→ What you need to do
Transcribe the data exactly. Leave nothing out.

═══ Extracted material ═══

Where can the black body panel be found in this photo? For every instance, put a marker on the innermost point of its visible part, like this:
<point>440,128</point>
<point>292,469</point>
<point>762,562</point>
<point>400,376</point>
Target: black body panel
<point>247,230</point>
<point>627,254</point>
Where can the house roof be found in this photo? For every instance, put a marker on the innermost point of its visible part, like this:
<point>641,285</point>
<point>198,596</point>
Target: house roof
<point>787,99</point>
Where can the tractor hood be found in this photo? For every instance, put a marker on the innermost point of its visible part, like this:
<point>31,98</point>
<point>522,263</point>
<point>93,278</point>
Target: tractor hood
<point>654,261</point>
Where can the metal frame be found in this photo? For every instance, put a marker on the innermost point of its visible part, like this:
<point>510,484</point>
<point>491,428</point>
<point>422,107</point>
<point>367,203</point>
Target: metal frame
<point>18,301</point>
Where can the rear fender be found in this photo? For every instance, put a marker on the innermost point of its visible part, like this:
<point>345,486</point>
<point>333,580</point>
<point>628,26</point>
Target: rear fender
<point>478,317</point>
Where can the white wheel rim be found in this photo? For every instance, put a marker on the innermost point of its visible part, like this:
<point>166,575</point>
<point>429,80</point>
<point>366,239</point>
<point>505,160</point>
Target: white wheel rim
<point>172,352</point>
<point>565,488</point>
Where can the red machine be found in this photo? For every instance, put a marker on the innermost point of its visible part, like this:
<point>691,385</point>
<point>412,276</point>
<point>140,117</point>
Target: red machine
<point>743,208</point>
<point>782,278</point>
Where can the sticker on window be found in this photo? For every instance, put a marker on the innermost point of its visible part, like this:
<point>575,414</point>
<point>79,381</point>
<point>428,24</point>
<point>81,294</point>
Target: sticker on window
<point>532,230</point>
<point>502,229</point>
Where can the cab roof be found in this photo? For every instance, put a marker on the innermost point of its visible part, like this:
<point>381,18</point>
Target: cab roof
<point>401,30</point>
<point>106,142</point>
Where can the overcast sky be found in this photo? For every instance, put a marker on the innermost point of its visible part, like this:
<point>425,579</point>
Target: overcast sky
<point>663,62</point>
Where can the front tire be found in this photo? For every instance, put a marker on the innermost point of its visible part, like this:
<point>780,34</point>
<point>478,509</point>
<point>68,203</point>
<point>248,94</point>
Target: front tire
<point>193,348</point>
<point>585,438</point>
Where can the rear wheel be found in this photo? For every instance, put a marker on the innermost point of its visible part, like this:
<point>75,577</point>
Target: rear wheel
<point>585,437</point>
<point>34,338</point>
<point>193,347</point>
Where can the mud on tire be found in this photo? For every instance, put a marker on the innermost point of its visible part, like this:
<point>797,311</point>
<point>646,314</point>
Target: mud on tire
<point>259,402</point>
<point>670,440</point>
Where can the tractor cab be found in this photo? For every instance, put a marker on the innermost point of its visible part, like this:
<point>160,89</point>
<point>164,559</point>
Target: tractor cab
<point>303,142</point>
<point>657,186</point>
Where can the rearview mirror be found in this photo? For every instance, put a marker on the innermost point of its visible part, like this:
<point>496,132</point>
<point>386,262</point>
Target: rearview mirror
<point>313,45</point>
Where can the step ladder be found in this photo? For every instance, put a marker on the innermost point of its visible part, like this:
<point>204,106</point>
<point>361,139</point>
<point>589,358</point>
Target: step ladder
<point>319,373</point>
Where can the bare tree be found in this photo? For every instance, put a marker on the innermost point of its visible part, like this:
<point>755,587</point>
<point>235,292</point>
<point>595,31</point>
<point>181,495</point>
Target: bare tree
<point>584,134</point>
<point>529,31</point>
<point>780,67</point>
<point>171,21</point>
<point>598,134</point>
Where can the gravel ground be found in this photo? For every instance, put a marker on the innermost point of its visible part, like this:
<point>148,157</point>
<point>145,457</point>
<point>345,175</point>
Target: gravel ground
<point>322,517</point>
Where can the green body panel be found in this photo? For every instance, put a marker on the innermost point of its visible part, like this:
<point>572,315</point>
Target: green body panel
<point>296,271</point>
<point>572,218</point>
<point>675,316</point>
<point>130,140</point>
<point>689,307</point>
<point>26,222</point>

═══

→ The completed task
Where can the black body panel be found in this photo? For every instance, put a marker on the innermost point of its visible part, like this:
<point>440,128</point>
<point>292,469</point>
<point>762,562</point>
<point>400,376</point>
Target: black body panel
<point>247,230</point>
<point>627,254</point>
Where can the house roof be found in this photo? For every instance, put a marker on the innermost point of its visible part, like this:
<point>641,285</point>
<point>198,596</point>
Target: house roof
<point>787,99</point>
Where can the tractor hood be found in this photo? For every instance, put a marker on the innermost point of its visible part, like this:
<point>31,98</point>
<point>522,263</point>
<point>93,278</point>
Target: tractor hood
<point>654,261</point>
Where can the metal frame be found in this photo? For every instance, put a marker on the innermost point of its visible part, like this:
<point>510,484</point>
<point>491,428</point>
<point>422,107</point>
<point>367,203</point>
Target: metal frame
<point>18,301</point>
Where can the rear fender be found in this photo? For every instance, put a marker on the innermost point of its visible part, like this:
<point>345,486</point>
<point>333,580</point>
<point>628,26</point>
Target: rear fender
<point>478,317</point>
Where can the white wheel rim be found in this photo? For every instance, put a marker on the innermost point of its visible part, like this:
<point>166,575</point>
<point>429,80</point>
<point>366,239</point>
<point>505,160</point>
Target: white wheel rim
<point>172,352</point>
<point>565,488</point>
Where can the red machine be found in this photo? For every instance, put a marker on the innermost point of its visible part, like this:
<point>691,385</point>
<point>412,276</point>
<point>140,117</point>
Target: red machine
<point>743,208</point>
<point>782,278</point>
Where can the sticker on window be found in this photo? For every instance, put a marker on the innermost point of its visible part, like this:
<point>575,414</point>
<point>79,381</point>
<point>428,24</point>
<point>81,294</point>
Target: sticker on window
<point>532,230</point>
<point>502,229</point>
Where can the cab roof be found in this photo? For every instance, put a marker on the innermost point of its visible part, like this:
<point>381,18</point>
Target: cab roof
<point>401,30</point>
<point>106,142</point>
Where can the overcast sky be found in this photo? For every instance, put a marker on the innermost point of its visible part, like this:
<point>425,579</point>
Target: overcast sky
<point>663,62</point>
Where can the front tire be found in this photo? For every instance, put a marker on the innermost point of its visible part, like this:
<point>780,34</point>
<point>478,509</point>
<point>68,203</point>
<point>248,94</point>
Target: front tire
<point>193,348</point>
<point>585,438</point>
Where can the rear wheel be found in this photo? For every instance, put a marker on the innermost point of its visible part, like this:
<point>75,577</point>
Target: rear wheel
<point>585,437</point>
<point>34,338</point>
<point>193,347</point>
Where can the mud on tire be found in this photo? For every instance, put a marker on the innermost point of its visible part, like this:
<point>797,311</point>
<point>646,314</point>
Target: mud on tire
<point>259,402</point>
<point>670,440</point>
Where can the tractor cab be found in this photo? For every instance, put a marker on the innermost point of its visible part, like this:
<point>160,89</point>
<point>164,559</point>
Target: tractor cab
<point>303,142</point>
<point>657,186</point>
Where can the rearview mirror be found in this photo? For every instance, put a marker on the innermost point of its visible part, like this:
<point>496,132</point>
<point>386,262</point>
Target: rearview mirror
<point>313,45</point>
Where can the step ladder be found in this photo? For every instance, put a marker on the innermost point of its visible part, like this:
<point>204,106</point>
<point>361,139</point>
<point>589,358</point>
Target: step ladder
<point>319,373</point>
Where can the bare tree be found in this photo? For every instance, put a marker on the innermost point of its visible part, like this:
<point>755,587</point>
<point>235,292</point>
<point>595,31</point>
<point>181,495</point>
Target: bare tree
<point>584,134</point>
<point>529,31</point>
<point>780,67</point>
<point>171,21</point>
<point>598,134</point>
Where can the gravel ground be found in this photo? For every instance, put a marker on the innermost point of its visible part, like this:
<point>148,157</point>
<point>145,457</point>
<point>345,175</point>
Target: gravel ground
<point>322,517</point>
Where can the green body panel be found in this photo? For every instance, put a marker on the innermost point of its visible part, like this:
<point>572,315</point>
Target: green body panel
<point>296,271</point>
<point>572,218</point>
<point>675,316</point>
<point>130,140</point>
<point>689,307</point>
<point>26,222</point>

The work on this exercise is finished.